PROVIDED TEXT:
<<<<

Every year, millions of migratory birds descend on the Klamath Basin along the Pacific Flyway, unaware they are landing in a battlefield. Below their wings stretches a patchwork of reservoirs, canals, and farmland that was once an immense network of marshes and shallow lakes. The Klamath Project - one of the first undertakings of what would become the Bureau of Reclamation - transformed this landscape beginning in 1906. Today it grows barley, alfalfa, potatoes, and wheat. It also grows conflict: a century-long struggle over water that has pitted farmers against fishermen, endangered species against economic necessity, and Indigenous rights against irrigation contracts.
Construction began in 1906 with the main 'A' Canal, and water first flowed to farmers on May 22, 1907. What followed was an engineering campaign to remake the land itself. The Clear Lake Dam went up in 1910, the Lost River Diversion Dam in 1912. By 1925, seven dams had been completed across tributaries of the Klamath River. Canals, laterals, and diversion channels now stretch across the basin, fed by 28 pumping stations with a combined output of over 1,937 cubic feet per second. Lower Klamath Lake, once a vast shallow marsh straddling the Oregon-California border, was drained to create farmland. Tule Lake shrank as its waters were diverted to the Klamath River. The Lost River, which once drained into the endorheic Tule Lake with nowhere to go, now feeds the Klamath system.

>>>>

Using the Klamath Basin text, answer the following:
1. Which four crops does the Klamath Project grow today?
2. On what date did water first flow to farmers?
3. How many pumping stations feed the canals, laterals, and diversion channels?

RECORDS PROVIDED:
<<<<

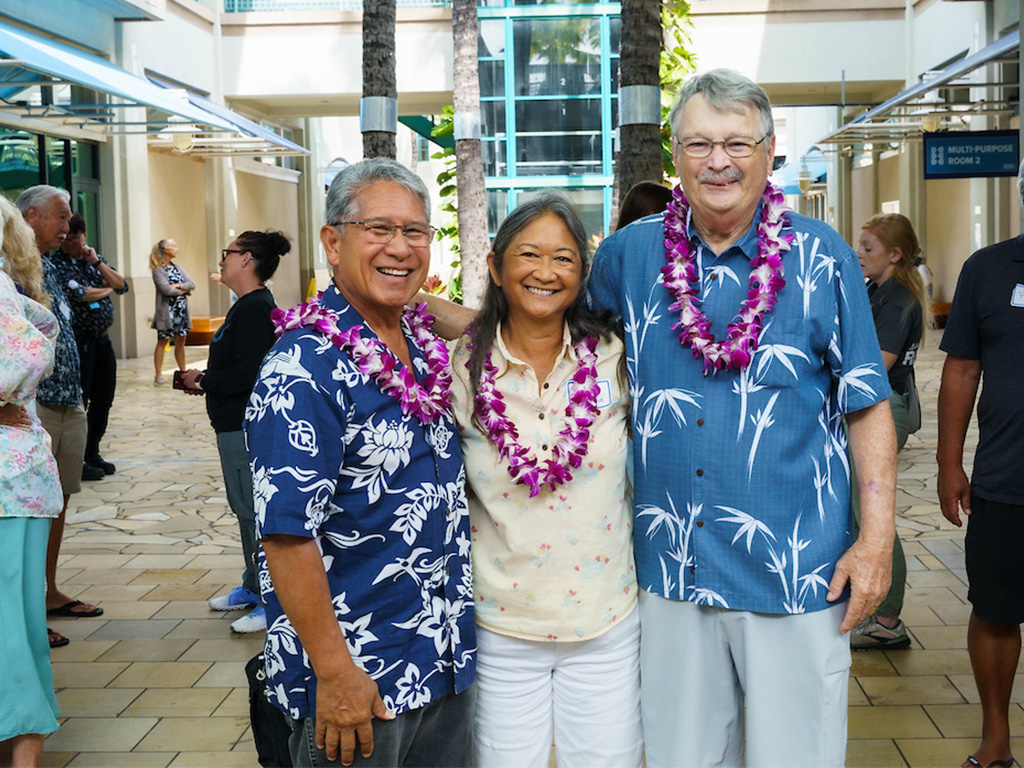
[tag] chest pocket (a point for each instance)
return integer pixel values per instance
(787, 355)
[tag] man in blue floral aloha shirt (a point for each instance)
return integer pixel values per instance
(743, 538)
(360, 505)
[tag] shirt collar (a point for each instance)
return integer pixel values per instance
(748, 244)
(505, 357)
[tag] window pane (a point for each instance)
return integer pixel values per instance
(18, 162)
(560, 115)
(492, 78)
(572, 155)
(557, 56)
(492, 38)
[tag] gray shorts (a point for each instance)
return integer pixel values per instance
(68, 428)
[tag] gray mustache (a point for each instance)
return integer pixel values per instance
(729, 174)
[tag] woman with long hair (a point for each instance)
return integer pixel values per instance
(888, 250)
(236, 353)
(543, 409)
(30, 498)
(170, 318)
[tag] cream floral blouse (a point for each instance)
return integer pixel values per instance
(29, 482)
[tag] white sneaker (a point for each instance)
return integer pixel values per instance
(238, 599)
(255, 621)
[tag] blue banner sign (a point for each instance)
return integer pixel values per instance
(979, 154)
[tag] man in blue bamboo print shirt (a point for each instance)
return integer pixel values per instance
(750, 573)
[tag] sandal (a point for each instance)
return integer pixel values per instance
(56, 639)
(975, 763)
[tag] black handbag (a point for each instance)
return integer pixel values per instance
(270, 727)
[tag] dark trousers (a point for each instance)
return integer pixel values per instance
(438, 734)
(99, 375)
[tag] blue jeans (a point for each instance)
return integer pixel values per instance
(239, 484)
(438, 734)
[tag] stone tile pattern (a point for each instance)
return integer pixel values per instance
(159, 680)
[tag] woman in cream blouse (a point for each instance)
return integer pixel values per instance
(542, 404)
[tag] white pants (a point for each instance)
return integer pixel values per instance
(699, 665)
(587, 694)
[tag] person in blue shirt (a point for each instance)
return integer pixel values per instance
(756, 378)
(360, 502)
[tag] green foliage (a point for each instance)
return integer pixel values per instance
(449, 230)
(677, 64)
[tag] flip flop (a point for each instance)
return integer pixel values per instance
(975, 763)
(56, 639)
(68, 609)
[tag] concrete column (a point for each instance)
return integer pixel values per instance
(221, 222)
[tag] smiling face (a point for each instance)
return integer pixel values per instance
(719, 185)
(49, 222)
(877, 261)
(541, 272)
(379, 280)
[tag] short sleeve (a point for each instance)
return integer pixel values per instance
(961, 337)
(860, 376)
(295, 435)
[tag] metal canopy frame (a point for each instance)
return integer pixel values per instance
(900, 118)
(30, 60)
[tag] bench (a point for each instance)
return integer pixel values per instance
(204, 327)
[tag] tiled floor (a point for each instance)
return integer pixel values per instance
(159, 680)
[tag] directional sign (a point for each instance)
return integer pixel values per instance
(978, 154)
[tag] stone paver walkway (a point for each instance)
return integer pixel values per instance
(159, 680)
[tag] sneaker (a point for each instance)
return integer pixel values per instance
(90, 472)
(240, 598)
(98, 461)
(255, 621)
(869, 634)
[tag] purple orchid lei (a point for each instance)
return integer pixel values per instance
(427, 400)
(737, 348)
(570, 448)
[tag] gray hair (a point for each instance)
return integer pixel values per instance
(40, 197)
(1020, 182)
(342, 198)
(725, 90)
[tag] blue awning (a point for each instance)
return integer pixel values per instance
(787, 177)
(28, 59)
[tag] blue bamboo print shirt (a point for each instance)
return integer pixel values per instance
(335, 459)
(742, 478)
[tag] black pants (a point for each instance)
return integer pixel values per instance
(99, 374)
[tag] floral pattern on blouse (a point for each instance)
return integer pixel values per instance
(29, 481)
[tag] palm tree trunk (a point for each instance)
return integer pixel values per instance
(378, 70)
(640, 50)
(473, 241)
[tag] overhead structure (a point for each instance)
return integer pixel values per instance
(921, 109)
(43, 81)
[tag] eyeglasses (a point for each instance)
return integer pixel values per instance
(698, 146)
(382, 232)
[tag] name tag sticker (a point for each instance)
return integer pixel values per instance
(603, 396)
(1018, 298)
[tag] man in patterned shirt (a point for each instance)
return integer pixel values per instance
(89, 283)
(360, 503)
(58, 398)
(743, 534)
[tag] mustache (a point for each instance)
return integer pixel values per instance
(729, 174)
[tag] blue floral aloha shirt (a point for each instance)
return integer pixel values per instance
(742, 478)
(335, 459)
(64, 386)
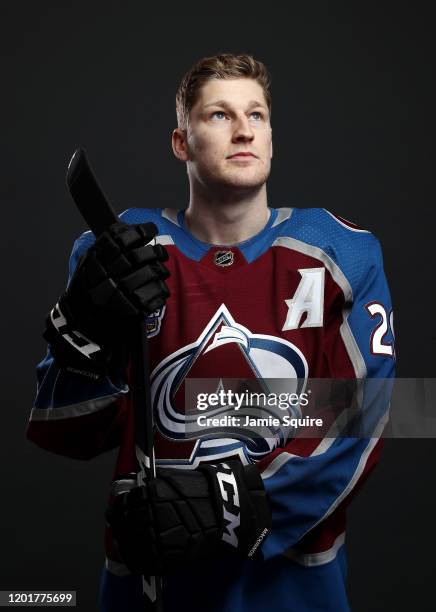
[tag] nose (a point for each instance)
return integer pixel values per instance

>>>>

RESPONSE BELOW:
1. Barley, alfalfa, potatoes, and wheat.
2. May 22, 1907.
3. 28.